DIRECTIONS
Show every line of the rows below that contains the string "window". Case counts.

DATA LINES
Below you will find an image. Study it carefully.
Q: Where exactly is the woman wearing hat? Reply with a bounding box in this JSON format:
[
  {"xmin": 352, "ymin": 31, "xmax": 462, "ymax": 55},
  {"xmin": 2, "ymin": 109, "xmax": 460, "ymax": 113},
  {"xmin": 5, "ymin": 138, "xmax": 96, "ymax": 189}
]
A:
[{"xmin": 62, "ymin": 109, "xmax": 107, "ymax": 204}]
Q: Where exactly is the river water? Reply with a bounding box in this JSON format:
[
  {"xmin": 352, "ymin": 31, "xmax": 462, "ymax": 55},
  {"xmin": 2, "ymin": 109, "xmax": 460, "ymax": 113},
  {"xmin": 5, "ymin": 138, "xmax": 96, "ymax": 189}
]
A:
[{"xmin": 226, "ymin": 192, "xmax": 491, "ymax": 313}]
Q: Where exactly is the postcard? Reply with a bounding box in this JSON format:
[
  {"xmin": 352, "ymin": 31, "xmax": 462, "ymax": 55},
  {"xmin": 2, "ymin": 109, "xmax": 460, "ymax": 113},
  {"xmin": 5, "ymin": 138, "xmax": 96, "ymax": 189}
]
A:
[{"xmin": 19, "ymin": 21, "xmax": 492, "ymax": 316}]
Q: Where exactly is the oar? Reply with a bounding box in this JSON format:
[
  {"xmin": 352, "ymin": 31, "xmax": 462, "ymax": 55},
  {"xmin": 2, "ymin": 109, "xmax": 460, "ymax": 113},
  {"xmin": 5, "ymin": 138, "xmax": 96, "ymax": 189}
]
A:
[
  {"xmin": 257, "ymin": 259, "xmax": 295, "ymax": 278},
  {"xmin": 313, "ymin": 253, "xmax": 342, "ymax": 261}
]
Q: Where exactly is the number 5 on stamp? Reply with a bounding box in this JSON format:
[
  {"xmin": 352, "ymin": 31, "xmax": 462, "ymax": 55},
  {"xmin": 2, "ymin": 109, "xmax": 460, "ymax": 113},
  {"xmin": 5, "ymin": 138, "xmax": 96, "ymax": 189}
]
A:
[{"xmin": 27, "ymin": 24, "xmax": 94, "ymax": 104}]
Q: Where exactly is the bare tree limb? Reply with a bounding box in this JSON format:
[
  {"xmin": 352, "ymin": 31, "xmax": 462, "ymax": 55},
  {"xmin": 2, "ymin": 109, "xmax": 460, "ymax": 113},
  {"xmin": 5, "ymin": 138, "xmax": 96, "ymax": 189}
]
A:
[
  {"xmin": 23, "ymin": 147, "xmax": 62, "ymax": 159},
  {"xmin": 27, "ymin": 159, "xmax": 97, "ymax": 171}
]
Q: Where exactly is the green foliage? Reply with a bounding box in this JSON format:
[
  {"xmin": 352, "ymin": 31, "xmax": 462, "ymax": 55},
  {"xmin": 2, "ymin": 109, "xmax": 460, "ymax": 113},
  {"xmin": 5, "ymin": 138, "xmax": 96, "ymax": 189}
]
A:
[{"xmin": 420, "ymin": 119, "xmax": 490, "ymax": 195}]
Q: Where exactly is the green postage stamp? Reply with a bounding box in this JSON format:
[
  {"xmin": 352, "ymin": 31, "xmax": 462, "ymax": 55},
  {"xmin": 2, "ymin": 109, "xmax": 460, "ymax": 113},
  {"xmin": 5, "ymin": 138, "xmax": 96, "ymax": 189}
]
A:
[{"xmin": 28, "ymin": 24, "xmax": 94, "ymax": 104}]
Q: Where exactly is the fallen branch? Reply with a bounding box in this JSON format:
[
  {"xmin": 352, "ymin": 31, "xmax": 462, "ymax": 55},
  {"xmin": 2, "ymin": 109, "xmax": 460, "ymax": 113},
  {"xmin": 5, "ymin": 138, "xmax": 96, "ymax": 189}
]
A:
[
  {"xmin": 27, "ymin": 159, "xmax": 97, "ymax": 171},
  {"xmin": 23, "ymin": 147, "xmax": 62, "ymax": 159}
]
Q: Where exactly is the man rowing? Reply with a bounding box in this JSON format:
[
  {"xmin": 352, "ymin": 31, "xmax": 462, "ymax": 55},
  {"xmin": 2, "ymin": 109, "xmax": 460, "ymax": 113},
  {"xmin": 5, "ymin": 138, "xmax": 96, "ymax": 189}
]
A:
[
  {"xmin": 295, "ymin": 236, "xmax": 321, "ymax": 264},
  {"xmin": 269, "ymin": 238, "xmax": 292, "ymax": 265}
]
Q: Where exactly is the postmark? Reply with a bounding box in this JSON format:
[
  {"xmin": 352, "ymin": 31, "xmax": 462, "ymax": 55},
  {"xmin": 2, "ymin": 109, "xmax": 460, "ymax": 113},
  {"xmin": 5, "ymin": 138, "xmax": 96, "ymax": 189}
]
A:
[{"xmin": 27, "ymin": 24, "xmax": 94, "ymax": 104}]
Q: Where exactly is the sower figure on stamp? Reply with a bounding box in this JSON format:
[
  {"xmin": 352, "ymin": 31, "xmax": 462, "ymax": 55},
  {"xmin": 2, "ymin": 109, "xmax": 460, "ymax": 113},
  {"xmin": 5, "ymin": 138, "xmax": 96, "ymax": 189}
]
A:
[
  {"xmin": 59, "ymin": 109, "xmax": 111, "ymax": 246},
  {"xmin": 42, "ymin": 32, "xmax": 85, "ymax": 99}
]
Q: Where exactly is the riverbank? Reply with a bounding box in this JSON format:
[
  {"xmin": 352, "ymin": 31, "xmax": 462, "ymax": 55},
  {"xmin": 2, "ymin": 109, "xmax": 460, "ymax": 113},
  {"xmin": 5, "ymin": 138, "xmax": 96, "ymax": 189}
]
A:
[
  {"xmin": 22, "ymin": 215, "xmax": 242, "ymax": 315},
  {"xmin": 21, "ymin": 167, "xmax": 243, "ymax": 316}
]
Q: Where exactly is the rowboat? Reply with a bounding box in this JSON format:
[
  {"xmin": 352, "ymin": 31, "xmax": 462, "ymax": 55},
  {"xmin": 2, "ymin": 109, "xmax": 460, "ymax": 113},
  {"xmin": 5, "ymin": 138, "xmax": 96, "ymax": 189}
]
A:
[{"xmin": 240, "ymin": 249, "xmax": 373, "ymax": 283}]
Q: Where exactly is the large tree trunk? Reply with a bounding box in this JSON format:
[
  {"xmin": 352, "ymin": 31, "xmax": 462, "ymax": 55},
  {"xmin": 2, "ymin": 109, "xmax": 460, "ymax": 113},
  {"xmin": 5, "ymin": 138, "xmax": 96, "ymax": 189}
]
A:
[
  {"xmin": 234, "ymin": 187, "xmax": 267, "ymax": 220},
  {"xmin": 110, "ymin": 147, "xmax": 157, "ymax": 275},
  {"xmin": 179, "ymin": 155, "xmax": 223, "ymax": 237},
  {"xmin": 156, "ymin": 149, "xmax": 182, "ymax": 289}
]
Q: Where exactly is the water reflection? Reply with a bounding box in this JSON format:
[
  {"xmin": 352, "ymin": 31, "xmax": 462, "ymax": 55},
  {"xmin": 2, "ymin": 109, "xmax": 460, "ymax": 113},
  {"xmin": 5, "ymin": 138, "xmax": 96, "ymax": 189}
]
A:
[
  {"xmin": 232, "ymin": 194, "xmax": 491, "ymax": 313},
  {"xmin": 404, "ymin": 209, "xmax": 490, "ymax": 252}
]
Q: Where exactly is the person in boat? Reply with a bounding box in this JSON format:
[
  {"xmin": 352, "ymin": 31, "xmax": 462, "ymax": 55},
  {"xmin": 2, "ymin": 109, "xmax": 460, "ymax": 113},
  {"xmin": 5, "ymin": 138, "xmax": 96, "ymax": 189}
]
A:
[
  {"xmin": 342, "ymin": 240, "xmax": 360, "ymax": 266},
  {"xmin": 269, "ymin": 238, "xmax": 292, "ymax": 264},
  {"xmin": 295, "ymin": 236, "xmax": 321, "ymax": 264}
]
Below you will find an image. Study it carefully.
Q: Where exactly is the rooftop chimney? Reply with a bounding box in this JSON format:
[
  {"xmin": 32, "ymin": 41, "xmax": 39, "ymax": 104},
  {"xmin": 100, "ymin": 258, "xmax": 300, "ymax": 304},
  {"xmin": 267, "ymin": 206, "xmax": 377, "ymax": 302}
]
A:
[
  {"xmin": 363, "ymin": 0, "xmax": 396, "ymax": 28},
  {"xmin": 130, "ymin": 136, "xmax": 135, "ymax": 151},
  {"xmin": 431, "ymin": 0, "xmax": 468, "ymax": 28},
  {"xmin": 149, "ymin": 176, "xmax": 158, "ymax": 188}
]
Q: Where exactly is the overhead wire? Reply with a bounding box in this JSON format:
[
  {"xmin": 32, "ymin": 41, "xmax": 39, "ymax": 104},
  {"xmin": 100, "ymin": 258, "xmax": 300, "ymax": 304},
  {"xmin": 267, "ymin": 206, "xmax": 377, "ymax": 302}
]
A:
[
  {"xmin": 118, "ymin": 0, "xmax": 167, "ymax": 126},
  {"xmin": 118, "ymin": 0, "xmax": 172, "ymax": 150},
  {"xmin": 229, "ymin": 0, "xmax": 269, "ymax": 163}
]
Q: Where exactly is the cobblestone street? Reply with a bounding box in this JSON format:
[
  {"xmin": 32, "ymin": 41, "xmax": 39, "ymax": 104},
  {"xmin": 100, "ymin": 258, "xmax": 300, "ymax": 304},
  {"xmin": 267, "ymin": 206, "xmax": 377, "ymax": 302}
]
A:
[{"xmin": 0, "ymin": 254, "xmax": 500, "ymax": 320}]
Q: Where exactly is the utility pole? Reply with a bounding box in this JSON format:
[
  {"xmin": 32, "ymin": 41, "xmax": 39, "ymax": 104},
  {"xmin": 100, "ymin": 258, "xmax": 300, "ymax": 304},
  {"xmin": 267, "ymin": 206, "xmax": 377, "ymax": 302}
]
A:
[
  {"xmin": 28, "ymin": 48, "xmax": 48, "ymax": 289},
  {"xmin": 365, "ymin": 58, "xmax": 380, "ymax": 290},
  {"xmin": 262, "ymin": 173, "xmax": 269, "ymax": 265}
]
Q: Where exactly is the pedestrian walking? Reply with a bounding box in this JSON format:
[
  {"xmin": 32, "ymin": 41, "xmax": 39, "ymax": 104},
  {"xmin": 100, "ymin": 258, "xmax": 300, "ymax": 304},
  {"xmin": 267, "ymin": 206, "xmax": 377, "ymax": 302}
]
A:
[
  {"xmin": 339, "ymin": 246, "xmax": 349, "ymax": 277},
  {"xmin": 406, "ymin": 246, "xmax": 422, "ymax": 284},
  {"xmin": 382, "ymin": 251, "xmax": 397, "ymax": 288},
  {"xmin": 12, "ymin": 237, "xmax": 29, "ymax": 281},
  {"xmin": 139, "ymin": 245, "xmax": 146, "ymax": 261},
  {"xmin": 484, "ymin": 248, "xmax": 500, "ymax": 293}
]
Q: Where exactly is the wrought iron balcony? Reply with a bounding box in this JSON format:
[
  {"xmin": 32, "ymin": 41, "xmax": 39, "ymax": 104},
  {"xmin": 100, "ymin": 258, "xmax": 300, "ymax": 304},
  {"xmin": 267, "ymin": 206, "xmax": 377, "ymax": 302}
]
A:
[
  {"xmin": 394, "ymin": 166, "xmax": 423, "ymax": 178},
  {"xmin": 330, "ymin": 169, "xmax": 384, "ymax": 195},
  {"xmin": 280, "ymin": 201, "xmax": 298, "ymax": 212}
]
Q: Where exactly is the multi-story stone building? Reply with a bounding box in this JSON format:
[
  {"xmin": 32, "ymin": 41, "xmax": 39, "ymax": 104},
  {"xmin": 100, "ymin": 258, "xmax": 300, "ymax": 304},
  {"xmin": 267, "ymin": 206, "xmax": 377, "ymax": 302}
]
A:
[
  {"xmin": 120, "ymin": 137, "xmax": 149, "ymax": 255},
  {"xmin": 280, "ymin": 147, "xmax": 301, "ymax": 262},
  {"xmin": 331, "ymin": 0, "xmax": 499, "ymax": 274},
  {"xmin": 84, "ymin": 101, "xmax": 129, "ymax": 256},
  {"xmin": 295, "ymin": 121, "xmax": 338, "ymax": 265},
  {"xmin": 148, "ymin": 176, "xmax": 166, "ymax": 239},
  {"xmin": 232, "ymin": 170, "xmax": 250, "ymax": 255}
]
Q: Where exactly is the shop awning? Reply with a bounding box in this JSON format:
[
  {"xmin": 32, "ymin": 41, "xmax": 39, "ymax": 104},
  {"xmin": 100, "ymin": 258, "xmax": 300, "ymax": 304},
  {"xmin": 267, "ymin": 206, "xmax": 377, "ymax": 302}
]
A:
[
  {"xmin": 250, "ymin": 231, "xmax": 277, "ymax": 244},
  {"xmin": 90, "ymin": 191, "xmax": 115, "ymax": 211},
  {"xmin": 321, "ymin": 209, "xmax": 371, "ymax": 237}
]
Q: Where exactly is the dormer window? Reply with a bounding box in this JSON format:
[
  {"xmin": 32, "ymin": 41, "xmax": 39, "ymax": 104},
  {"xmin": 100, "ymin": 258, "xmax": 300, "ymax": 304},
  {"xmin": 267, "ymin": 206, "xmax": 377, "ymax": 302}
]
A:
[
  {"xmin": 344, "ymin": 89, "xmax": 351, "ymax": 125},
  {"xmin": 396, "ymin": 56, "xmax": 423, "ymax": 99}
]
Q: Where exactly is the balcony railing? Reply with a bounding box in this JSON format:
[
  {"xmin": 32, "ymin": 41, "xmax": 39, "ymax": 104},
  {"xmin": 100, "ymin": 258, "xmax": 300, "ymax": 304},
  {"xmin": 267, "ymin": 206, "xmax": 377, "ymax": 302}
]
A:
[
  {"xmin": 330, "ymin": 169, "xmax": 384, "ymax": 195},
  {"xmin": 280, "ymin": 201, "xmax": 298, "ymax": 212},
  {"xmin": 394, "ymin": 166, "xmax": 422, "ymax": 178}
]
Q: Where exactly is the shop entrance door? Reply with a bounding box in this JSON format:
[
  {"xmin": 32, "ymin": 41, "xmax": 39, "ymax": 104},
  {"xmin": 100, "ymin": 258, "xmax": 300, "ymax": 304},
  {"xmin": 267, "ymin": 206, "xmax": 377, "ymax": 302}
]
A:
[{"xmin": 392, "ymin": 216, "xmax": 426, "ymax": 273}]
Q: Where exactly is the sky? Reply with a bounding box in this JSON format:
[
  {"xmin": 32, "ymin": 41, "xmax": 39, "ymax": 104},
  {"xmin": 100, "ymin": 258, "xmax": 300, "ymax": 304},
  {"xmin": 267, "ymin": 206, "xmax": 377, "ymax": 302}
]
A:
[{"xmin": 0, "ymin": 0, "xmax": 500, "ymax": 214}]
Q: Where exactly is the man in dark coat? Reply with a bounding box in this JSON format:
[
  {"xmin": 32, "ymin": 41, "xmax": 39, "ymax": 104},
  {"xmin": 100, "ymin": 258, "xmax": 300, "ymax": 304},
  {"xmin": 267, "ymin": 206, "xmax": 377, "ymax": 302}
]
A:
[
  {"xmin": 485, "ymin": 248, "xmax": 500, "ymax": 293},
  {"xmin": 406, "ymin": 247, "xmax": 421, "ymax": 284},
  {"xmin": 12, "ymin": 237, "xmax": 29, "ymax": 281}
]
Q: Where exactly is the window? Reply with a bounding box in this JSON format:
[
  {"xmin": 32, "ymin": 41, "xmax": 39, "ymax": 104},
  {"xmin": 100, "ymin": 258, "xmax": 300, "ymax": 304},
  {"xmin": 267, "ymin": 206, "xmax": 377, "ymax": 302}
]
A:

THE RESULT
Q: Where exactly is the dormer window? Reply with a bounding box in this JSON format:
Q: Where exactly is the window? Reply with a bounding box in this JSON format:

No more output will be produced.